What is needed. For this exercise, write out the full listing that follows exactly and skip its pictures.

Provided records.

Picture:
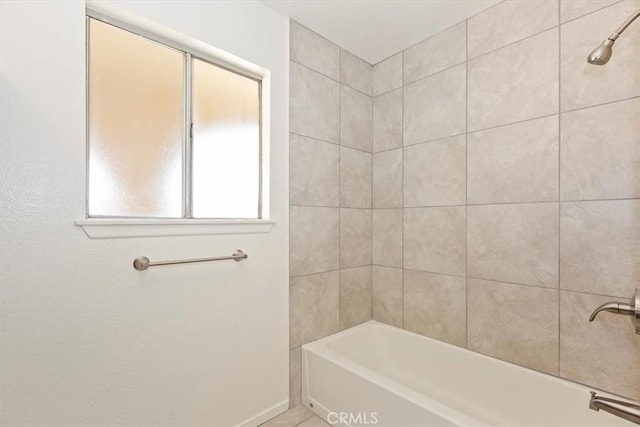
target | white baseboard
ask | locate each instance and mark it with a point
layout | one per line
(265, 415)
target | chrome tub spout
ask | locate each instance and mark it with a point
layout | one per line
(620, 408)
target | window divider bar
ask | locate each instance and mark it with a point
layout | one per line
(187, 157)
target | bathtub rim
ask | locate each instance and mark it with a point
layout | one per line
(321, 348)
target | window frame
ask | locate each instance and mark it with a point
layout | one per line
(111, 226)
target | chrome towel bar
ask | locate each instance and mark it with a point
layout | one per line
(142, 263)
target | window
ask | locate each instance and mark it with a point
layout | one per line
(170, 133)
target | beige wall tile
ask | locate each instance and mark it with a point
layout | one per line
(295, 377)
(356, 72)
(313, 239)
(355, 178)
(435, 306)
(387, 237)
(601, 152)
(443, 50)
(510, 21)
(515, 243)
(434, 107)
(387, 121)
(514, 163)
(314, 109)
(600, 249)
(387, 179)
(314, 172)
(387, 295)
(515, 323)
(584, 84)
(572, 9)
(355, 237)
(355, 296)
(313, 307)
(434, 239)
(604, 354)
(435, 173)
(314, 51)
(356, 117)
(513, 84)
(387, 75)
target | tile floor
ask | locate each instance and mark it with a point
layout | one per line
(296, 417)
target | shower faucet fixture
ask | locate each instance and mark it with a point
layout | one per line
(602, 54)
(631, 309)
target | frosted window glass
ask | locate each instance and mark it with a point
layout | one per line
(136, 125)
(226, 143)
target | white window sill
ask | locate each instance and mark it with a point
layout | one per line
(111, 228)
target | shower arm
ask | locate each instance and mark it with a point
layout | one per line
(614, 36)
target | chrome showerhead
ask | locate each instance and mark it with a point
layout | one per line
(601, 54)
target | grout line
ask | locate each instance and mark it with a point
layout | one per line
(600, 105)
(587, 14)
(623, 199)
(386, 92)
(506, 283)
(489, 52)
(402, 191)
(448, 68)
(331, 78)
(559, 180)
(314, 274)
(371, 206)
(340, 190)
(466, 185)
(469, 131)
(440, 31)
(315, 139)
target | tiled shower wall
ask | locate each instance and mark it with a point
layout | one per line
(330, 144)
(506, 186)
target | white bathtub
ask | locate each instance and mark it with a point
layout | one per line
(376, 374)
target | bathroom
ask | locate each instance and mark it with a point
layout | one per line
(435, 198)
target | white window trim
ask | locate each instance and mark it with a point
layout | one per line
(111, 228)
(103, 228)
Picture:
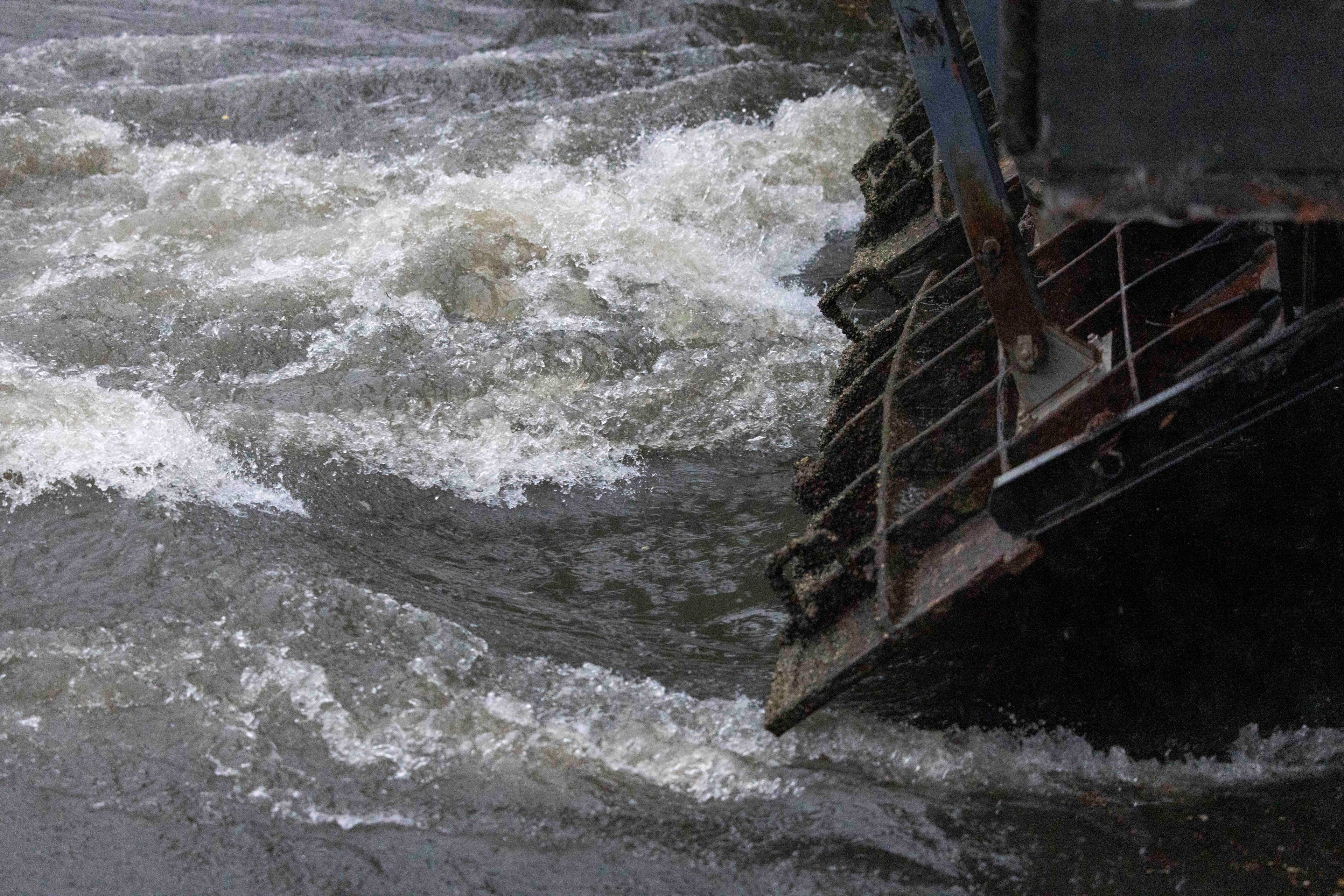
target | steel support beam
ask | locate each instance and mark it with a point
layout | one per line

Task answer.
Picture:
target | white baseboard
ask | locate each instance and mark it with a point
layout | one per line
(265, 415)
target | chrome tub spout
ask | locate each instance and mark it with a point
layout | one per line
(620, 408)
target | window divider bar
ask | locate each instance and mark it with a point
layout | one per line
(187, 157)
target | bathtub rim
ask | locate each instance and mark it with a point
layout | one per line
(321, 348)
target | window frame
ask | locate each instance and mark it with a point
layout | one per line
(111, 226)
target | chrome towel bar
ask | locate each instance and mark it with a point
layout | one per line
(142, 263)
target | window
ask | locate each instance and mark it with a point
layout | one per line
(170, 133)
target | beige wall tile
ask | locate each instance and mark it with a point
layout | one per line
(295, 377)
(356, 72)
(313, 239)
(355, 178)
(435, 306)
(387, 237)
(601, 152)
(443, 50)
(510, 21)
(515, 243)
(434, 107)
(387, 121)
(514, 163)
(314, 109)
(600, 249)
(387, 179)
(314, 172)
(387, 295)
(515, 323)
(584, 84)
(572, 9)
(355, 237)
(355, 296)
(313, 307)
(434, 239)
(604, 354)
(435, 173)
(314, 51)
(356, 117)
(513, 84)
(387, 75)
target | tile floor
ask | locate each instance and mark it with a point
layout | one per line
(296, 417)
target | shower faucet fixture
ask | locate each instance and mark it with a point
layout | one per line
(602, 54)
(631, 309)
target | frosted window glass
ask | locate each instance and mark it with a point
layout | one per line
(136, 125)
(226, 143)
target | white window sill
ask | locate each instance and mark it with a point
layout | one per line
(111, 228)
target | shower arm
ask | locate each instance and mark it with a point
layout | one per line
(614, 36)
target | chrome showerhead
ask | locate each instance and mark it with a point
layout | one per line
(601, 54)
target | grout line
ask | locate each instance and mark it with a point
layout | one per line
(600, 105)
(587, 14)
(623, 199)
(386, 92)
(506, 283)
(489, 52)
(402, 191)
(448, 68)
(331, 78)
(559, 180)
(314, 274)
(371, 206)
(340, 190)
(466, 185)
(469, 131)
(440, 31)
(315, 139)
target | tiled shower wall
ask | locate each instance and mark it with a point
layout | one per line
(330, 144)
(506, 186)
target | white bathtub
ask | locate each instance and mark it with a point
layout | one per line
(376, 374)
target | bathroom
ask | locate each instance and mark it with a point
layout | one per line
(435, 198)
target | white window trim
ask | locate each instance and mark it with a point
layout | one per line
(111, 228)
(103, 228)
Picture:
target | steel support beam
ask | locate each instance and mark it with a point
layout | one per line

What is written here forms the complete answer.